Data excerpts
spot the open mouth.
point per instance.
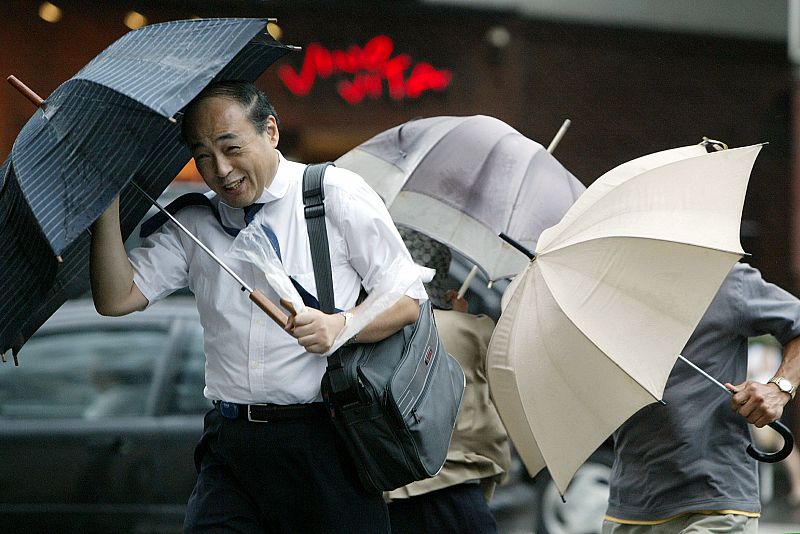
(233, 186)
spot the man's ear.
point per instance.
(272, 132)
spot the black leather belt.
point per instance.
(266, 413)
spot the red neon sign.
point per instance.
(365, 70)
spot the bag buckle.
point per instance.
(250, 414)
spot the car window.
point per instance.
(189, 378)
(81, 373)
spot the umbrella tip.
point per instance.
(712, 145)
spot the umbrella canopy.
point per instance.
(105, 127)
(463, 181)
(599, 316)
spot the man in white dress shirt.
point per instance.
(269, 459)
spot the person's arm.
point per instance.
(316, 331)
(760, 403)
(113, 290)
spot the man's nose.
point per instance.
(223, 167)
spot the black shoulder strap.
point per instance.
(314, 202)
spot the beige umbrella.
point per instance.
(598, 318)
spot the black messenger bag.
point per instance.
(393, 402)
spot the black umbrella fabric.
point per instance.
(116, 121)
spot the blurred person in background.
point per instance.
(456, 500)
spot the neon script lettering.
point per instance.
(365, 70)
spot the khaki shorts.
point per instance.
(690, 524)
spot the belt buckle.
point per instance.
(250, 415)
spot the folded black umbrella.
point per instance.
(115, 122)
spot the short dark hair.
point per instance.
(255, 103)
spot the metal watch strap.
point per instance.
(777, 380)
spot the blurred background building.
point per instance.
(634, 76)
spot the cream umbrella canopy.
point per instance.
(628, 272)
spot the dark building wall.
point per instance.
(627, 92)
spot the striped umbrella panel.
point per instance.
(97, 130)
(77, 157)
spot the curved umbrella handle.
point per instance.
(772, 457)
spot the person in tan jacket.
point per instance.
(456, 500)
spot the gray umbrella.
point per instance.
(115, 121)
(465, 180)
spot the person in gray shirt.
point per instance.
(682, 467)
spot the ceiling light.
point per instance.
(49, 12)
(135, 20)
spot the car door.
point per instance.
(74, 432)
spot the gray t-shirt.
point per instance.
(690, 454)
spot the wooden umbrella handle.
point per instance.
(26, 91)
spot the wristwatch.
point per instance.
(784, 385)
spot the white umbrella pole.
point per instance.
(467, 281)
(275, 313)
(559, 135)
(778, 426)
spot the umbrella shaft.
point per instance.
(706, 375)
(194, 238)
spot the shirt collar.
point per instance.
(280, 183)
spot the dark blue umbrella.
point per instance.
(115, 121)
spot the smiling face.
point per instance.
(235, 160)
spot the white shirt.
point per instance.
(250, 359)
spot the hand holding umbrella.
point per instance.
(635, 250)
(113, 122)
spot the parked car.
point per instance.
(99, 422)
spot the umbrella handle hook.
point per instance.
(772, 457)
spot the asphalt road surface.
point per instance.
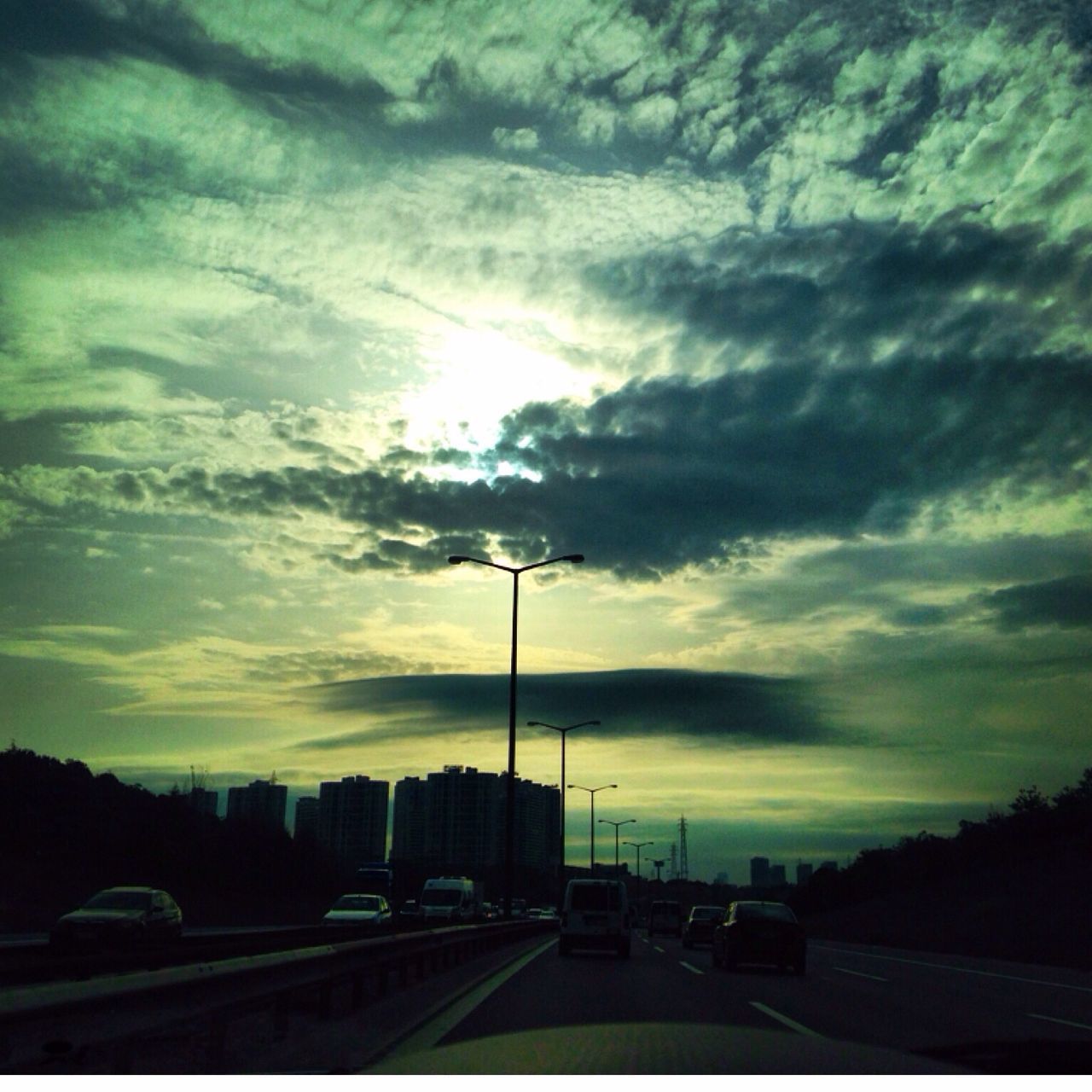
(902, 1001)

==

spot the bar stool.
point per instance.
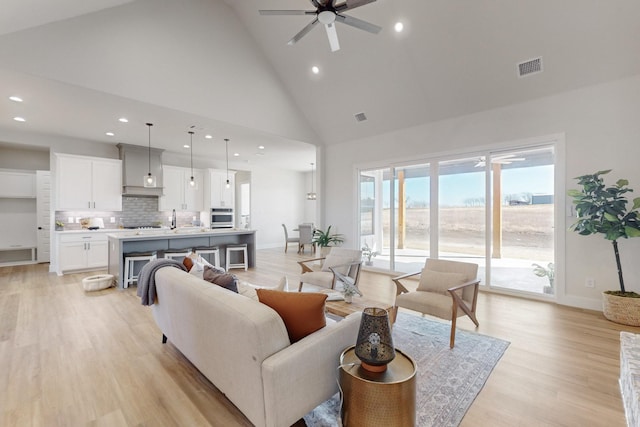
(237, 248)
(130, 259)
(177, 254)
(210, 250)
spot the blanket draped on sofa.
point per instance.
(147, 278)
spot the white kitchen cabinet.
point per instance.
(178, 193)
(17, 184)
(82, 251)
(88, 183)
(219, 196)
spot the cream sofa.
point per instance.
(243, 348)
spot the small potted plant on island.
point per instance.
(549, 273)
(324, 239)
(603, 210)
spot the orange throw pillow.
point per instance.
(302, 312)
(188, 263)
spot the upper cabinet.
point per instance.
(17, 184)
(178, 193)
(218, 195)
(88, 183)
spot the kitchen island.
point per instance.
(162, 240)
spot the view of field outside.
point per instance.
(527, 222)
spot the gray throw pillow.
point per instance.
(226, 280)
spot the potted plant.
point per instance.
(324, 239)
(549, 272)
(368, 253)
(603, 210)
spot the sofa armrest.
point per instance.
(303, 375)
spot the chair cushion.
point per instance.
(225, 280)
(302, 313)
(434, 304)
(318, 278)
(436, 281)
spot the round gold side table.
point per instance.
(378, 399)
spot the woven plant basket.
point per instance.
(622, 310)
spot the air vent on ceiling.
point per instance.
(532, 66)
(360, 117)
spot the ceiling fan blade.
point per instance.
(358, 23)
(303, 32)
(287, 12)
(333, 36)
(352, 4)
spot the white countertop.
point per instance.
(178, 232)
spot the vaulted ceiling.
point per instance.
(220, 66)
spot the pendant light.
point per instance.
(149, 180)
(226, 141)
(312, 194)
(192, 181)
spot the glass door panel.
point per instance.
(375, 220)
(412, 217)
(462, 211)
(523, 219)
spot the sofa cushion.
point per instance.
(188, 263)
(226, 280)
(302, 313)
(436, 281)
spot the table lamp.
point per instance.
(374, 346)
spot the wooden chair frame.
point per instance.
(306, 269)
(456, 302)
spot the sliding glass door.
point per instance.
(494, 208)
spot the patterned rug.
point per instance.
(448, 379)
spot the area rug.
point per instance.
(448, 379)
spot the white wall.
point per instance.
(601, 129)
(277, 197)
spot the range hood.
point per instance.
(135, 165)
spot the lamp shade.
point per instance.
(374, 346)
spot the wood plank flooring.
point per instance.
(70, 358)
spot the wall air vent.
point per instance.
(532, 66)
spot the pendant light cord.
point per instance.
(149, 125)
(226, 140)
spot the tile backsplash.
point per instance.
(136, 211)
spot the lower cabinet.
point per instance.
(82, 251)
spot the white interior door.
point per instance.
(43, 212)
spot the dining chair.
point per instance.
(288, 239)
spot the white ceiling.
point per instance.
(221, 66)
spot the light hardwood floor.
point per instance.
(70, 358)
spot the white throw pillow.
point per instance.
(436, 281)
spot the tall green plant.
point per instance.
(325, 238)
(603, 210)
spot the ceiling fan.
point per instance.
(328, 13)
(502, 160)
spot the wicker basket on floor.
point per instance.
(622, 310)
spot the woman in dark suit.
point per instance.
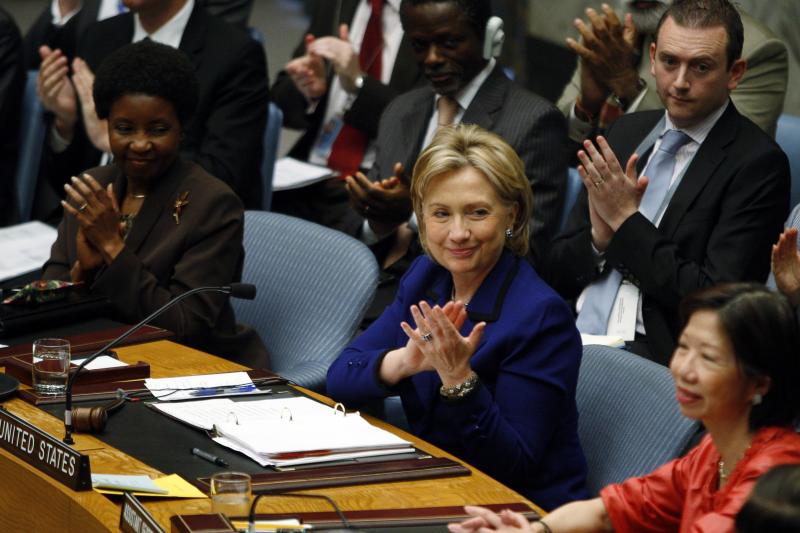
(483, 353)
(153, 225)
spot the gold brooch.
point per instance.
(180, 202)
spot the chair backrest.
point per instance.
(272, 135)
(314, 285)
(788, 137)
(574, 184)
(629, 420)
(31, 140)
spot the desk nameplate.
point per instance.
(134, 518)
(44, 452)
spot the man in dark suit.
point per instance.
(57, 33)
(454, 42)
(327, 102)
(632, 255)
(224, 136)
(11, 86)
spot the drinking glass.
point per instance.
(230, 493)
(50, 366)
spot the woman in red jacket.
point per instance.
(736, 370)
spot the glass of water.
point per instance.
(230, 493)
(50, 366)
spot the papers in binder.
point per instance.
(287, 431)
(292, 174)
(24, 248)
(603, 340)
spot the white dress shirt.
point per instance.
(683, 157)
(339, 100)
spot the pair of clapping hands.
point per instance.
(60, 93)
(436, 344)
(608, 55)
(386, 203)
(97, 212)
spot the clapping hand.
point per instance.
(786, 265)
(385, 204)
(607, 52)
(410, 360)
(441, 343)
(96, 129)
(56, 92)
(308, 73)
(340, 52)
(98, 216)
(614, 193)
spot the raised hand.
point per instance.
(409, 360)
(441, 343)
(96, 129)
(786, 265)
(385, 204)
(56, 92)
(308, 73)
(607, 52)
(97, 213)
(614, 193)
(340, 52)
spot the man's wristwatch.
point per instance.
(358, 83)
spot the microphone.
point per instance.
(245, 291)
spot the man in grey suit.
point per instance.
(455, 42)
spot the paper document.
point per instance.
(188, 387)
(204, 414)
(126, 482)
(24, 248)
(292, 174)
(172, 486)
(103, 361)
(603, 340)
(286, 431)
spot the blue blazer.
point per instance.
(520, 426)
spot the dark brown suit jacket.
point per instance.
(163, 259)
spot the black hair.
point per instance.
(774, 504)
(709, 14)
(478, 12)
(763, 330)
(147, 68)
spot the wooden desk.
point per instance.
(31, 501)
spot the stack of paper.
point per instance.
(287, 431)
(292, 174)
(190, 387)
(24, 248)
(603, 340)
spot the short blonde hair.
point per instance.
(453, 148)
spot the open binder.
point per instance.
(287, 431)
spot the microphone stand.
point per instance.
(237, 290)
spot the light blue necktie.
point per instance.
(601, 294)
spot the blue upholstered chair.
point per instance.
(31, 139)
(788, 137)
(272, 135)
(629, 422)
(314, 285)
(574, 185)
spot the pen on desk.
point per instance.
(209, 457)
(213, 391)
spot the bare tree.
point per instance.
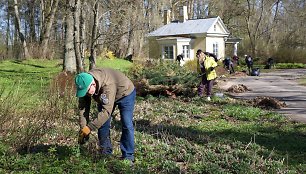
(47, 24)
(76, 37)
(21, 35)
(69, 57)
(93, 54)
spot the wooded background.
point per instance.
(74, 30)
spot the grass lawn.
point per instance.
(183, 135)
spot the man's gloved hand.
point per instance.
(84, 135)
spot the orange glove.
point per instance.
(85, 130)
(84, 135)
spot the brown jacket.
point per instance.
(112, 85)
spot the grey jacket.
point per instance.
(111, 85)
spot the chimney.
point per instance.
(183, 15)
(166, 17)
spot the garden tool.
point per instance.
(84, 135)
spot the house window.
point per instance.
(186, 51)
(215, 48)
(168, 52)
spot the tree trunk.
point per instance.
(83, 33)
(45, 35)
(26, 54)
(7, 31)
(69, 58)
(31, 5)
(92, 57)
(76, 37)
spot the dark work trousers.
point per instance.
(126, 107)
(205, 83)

==

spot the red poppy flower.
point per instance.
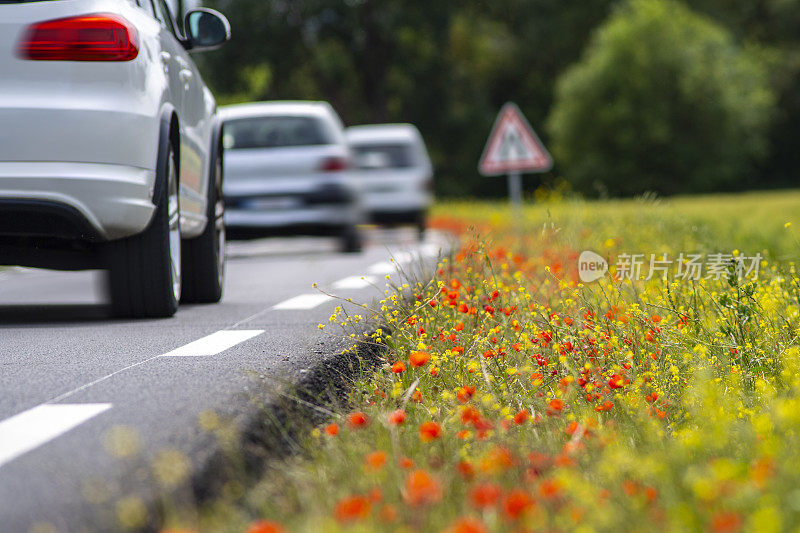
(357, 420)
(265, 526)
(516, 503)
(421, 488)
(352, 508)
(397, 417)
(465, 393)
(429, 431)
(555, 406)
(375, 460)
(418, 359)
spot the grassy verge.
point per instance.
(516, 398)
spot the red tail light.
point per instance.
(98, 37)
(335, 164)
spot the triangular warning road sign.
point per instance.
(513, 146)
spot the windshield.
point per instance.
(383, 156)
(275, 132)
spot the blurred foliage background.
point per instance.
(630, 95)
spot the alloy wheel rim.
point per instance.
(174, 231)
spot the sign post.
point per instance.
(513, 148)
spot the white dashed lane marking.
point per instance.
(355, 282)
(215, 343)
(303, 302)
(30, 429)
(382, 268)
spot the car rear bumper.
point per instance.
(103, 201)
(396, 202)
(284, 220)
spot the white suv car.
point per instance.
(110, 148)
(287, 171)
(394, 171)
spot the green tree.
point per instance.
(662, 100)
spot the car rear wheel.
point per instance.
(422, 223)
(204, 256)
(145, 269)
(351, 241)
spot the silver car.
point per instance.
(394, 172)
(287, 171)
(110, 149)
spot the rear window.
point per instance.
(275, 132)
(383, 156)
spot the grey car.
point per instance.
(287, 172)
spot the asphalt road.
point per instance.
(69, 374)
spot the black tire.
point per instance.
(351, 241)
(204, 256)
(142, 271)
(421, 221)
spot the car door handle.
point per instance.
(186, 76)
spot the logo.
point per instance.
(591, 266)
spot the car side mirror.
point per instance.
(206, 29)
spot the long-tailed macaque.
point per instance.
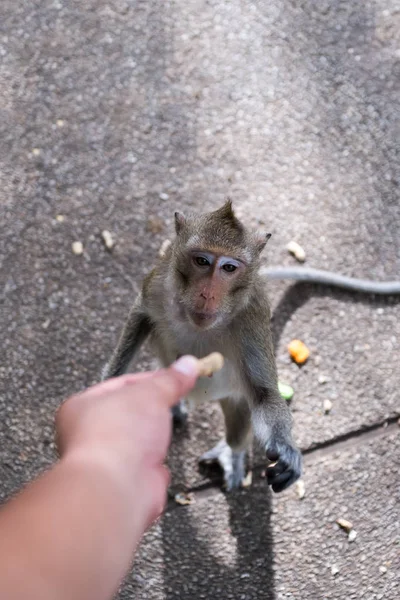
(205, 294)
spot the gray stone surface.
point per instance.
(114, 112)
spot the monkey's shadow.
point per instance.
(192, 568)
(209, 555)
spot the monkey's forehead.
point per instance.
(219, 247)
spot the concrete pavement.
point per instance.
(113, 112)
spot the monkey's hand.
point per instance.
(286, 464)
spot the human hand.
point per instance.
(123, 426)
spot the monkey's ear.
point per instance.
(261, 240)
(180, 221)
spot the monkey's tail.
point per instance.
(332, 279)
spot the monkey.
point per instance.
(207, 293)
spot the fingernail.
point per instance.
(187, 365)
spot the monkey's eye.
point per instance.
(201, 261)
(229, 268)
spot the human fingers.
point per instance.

Objective
Report every row above that contains the word "building", copying each such row in full.

Completed task
spot the blurred background building.
spot the dark building wall.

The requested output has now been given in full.